> _WHAT YOU WILL DO_:
Everything from the line holding "Target: murky water" to the end of the data must be reproduced exactly; include both boundary lines and nothing else.

Content starts

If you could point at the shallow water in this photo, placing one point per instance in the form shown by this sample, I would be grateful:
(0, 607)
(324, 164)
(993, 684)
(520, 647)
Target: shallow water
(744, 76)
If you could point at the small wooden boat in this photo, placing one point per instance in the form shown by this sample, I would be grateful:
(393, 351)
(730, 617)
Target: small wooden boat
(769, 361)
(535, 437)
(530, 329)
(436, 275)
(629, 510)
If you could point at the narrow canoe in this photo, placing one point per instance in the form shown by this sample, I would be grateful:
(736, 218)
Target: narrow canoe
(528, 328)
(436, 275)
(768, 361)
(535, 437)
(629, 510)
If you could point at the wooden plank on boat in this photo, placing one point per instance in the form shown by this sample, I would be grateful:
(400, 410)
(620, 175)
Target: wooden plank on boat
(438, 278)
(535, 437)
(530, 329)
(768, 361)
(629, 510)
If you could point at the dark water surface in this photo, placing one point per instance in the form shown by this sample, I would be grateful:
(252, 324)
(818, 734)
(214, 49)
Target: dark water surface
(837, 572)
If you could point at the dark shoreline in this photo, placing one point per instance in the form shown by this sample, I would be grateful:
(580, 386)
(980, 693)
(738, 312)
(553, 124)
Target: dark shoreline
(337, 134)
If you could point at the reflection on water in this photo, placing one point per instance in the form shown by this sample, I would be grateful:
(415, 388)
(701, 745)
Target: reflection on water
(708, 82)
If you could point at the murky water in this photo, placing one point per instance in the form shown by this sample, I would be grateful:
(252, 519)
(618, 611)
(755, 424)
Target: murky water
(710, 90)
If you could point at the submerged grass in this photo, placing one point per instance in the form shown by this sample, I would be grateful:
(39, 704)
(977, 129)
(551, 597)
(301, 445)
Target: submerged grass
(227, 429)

Content ends

> _WRITTEN ANSWER_:
Target: murky water
(710, 90)
If you could point at the submerged grass in this photo, placing one point per instance in the form shown by this sample, I would be grateful:
(39, 704)
(977, 129)
(551, 597)
(301, 445)
Target: submerged grass
(227, 429)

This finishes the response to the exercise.